──────── Selected extract ────────
The Oxford Medieval Graduate Conference would not have been possible this year without its committee and its sponsors. The organisers who have all done an amazing job are all postgraduate or early career Oxford medievalists from different Faculties (History, English, Music, and Medieval and Modern Languages): Caroline Batten, Anna Boeles Rowland, Hannah Bower, Henry Drummond, Sarah Griffin, Pauline Souleau, and Sian Witherden. The team was amazing and strong friendship bonds were woven which I am sure will produce more interdisciplinary collaboration in the future. All Committee members either presented at or organised the OMGC in 2016 and I am confident that some of this year’s speakers will take part in the OMGC 2018 organisation (which will be on Animals). The conference sponsors (Merton College; the Arts and Humanities Research Council; the Faculties of Music, English, and Medieval and Modern Languages at the University of Oxford; the Oxford Research Centre in the Humanities; and the Society for the Study of Medieval Languages and Literature) provided the necessary support to ensure minimum registration cost for our delegates and travel bursaries for our speakers.

I will end this rapid overview with the very last panel which focused on Cycles in life, death, and narratives. One question that was asked was: does Time just repeat itself or is there change? In the case of the OMGC, both aspects are present: Time does repeat itself as in 2018 there will be an Oxford Medieval Graduate Conference as there has been for the past thirteen years; there is also room for change from one theme to another and from one generation of postgraduate/early career academics to the next.

Mourning in Italian Poetry from the Medieval to the Modern Christ Church, Oxford, 4 March 2017

By Rebecca Bowen and Nicolò Crisafi

The conference Mourning in Italian Poetry from the Medieval to the Modern was organised and led by Adele Bardazzi, Jennifer Rushworth, and Emanuela Tandello with the support of Christ Church and St John’s College, the Faculty of Medieval and Modern Languages at Oxford, the Society of Italian Studies, and in association with Oxford Medieval Studies sponsored by The Oxford Research Centre in the Humanities.

The conference happened to coincide with the recent publication of Rushworth’s Discourses of Mourning in Dante, Petrarch and Proust which truly rests on the Medieval and the Modern. In practice, the conference pivoted on the two centuries from Giacomo Leopardi to the living poets Antonella Anedda and Jamie McKendrick, who crowned the event with a bilingual reading of each other’s work and its translation. The Middle Ages were nonetheless an intertextual presence, brought out in the Q&A sessions when not in the papers.

The event was designed to encourage this: speakers and participants sat together around the table in the Kidd Room at Christ Church; a selection of secondary literature was circulated in advance, and a small booklet of poems referenced was handed out on the day to ensure that everyone could be on the same page. These careful details were successful in making the conference also a conversation.

Seven convenors and one respondent took turns over three sessions and one roundtable. The Oxford-based majority was made up of Adele Bardazzi, Marzia D’Amico, Vilma De Gasperin, Eleanor Parker, Francesca Southerden, and Emanuela Tandello; Fabio Camilletti joined them from Warwick, Francesco Giusti from ICI Berlin and Manuele Gragnolati from Paris Sorbonne.

The picture of the experience and theme of mourning that these papers painted was complex and paradoxical. Loss, grief and mourning exceed expression. When they are expressed they face the struggle to ring true. When they manage to ring true, they struggle to be conclusive. And indeed definitive conclusions were not sought on a subject where conclusion is rather the question.
────────
#### [Work to complete]
a – According to the conference report, what will the theme of the OMGC 2018 be?
b – Quote the conference report word for word, starting with the words that include "The event was" and ending with "from Paris Sorbonne.".
──────── Data shown ────────
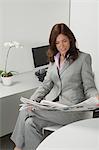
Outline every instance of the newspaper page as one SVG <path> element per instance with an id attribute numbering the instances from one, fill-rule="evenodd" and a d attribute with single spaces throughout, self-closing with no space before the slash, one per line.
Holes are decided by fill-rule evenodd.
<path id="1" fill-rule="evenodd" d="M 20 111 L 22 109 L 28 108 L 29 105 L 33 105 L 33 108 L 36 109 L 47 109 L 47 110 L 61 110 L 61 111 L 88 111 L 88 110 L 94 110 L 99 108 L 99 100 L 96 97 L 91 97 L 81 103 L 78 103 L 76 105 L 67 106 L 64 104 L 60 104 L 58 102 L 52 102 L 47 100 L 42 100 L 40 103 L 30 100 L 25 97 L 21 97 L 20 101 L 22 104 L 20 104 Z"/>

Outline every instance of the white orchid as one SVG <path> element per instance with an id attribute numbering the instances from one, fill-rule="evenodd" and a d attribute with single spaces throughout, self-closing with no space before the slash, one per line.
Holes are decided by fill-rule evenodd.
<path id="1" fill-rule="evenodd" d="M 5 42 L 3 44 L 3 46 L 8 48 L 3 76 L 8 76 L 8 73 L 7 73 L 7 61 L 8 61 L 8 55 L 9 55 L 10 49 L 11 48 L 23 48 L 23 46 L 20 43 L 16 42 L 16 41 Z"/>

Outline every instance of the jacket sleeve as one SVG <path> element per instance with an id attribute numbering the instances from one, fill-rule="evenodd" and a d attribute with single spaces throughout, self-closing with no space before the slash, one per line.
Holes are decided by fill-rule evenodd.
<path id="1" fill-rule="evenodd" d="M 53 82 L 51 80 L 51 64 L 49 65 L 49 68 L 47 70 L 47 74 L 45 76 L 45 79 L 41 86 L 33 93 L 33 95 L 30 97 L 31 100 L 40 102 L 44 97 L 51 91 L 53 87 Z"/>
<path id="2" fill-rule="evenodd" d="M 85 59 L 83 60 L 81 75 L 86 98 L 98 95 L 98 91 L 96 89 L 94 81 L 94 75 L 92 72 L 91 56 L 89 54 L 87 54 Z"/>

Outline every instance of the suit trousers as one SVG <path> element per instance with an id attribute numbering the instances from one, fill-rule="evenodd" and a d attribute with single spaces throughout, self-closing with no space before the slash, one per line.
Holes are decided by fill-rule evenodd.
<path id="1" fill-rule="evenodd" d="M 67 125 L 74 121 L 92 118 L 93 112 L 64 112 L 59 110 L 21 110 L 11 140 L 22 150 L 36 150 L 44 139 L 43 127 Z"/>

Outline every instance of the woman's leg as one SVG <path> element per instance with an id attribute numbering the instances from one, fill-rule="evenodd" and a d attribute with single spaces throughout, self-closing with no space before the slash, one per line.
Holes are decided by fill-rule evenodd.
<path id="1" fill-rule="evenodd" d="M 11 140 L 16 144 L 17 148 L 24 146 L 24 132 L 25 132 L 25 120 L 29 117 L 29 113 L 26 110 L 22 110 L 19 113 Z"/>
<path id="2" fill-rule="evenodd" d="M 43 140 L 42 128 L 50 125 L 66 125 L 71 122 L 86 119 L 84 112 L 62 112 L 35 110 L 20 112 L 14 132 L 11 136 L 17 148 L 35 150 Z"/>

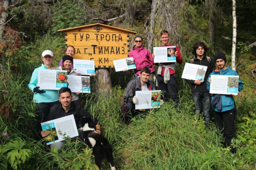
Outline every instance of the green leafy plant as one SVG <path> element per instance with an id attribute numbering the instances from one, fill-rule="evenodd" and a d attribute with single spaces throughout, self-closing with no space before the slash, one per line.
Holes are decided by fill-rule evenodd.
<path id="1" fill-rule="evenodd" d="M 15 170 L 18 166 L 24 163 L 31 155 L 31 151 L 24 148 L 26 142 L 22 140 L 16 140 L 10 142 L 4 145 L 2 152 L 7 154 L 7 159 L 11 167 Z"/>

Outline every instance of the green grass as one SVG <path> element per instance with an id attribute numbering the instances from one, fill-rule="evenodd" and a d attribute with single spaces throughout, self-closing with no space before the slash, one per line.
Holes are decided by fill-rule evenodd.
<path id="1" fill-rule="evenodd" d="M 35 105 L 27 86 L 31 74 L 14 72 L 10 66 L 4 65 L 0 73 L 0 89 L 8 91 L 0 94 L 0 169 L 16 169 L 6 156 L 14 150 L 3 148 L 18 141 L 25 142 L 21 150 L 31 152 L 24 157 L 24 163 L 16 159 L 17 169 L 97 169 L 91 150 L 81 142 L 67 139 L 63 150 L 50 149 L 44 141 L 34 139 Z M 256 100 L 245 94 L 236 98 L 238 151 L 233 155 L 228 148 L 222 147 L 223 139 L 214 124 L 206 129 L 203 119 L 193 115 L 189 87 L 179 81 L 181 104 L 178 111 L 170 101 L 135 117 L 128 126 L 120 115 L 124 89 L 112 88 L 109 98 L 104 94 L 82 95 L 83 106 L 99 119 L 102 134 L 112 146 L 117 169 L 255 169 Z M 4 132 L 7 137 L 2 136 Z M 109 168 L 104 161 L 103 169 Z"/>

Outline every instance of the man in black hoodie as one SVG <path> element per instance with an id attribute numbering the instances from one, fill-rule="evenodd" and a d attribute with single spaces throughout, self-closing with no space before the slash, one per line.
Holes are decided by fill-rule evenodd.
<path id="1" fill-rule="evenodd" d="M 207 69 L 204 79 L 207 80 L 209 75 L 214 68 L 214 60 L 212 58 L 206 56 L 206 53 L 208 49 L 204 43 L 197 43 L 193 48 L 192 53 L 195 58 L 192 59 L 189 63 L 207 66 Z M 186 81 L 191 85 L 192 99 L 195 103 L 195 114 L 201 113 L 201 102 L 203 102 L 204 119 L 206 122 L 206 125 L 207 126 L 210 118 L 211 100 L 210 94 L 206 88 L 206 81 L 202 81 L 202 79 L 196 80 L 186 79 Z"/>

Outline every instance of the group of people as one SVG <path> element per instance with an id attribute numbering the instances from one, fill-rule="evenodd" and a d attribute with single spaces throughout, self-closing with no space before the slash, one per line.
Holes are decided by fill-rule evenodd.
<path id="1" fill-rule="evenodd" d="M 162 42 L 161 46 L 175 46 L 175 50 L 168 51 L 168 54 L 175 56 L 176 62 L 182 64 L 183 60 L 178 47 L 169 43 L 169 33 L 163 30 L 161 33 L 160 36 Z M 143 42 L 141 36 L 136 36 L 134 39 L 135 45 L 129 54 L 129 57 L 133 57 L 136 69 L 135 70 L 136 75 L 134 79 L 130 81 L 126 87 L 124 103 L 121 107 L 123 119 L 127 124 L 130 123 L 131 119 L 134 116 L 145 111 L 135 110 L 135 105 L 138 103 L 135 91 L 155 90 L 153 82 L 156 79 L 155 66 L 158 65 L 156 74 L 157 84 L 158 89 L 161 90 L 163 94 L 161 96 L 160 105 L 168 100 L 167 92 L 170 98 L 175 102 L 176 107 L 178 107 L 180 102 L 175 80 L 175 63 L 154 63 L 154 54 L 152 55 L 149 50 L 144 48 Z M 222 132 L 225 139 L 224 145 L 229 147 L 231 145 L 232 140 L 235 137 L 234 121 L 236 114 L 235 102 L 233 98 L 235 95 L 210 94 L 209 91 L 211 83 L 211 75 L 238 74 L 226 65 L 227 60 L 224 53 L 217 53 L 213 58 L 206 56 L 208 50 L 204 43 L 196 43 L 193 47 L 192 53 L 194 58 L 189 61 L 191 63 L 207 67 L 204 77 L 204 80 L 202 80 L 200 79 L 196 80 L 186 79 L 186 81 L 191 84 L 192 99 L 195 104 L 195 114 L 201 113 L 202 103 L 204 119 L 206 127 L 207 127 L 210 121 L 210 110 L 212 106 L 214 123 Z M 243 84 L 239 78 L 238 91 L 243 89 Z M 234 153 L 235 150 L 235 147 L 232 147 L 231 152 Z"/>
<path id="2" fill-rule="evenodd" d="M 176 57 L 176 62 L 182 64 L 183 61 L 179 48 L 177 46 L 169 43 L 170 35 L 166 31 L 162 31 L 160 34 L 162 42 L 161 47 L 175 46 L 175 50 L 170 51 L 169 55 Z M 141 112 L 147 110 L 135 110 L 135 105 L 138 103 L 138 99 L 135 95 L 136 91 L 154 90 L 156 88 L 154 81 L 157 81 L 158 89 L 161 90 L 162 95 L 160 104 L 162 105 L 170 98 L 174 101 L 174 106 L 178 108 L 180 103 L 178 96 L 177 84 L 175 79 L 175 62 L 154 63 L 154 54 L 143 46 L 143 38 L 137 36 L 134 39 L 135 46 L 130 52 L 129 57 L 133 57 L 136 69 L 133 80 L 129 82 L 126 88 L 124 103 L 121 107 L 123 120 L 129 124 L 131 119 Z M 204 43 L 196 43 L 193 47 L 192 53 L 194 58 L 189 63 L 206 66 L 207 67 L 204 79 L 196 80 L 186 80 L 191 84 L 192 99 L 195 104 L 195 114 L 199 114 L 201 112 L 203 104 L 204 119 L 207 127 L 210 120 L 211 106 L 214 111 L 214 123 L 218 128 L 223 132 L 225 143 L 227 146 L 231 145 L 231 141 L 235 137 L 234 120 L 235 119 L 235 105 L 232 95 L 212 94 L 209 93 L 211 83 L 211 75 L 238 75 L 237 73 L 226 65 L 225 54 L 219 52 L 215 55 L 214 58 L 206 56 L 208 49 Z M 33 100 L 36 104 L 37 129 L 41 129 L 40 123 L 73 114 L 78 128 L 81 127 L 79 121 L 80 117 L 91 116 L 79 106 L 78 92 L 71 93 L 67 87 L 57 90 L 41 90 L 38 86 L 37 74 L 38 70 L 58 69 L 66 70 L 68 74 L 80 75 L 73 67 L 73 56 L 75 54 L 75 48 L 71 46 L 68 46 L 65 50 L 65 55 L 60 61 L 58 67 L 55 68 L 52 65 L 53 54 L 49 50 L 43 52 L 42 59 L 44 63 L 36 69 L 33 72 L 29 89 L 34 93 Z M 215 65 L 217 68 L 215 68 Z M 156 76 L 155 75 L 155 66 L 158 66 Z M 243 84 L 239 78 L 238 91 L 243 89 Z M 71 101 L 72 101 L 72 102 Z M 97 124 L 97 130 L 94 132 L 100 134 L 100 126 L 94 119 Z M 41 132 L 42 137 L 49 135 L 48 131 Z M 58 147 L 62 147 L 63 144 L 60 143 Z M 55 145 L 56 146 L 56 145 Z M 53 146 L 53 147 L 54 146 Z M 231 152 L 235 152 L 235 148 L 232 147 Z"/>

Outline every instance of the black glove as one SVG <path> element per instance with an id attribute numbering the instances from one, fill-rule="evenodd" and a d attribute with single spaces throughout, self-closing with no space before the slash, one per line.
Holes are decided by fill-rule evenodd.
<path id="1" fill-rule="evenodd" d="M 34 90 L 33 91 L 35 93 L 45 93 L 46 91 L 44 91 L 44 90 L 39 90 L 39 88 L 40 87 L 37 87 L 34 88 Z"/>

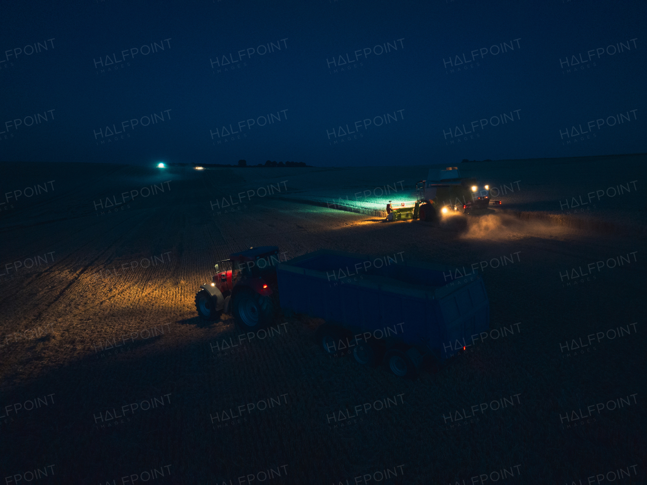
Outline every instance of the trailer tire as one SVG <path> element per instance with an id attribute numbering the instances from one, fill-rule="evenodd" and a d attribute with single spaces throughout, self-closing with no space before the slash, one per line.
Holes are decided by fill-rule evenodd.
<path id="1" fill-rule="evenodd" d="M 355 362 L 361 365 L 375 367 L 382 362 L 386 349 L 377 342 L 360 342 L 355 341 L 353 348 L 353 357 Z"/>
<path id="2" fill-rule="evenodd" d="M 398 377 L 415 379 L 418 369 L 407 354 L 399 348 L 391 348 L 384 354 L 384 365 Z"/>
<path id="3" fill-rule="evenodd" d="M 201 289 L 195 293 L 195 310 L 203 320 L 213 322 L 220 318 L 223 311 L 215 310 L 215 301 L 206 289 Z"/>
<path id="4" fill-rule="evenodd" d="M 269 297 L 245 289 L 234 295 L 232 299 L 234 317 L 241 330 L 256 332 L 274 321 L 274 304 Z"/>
────────
#### [Solutions per task]
a – Animals.

b –
The event was designed to encourage this: speakers and participants sat together around the table in the Kidd Room at Christ Church; a selection of secondary literature was circulated in advance, and a small booklet of poems referenced was handed out on the day to ensure that everyone could be on the same page. These careful details were successful in making the conference also a conversation.

Seven convenors and one respondent took turns over three sessions and one roundtable. The Oxford-based majority was made up of Adele Bardazzi, Marzia D’Amico, Vilma De Gasperin, Eleanor Parker, Francesca Southerden, and Emanuela Tandello; Fabio Camilletti joined them from Warwick, Francesco Giusti from ICI Berlin and Manuele Gragnolati from Paris Sorbonne.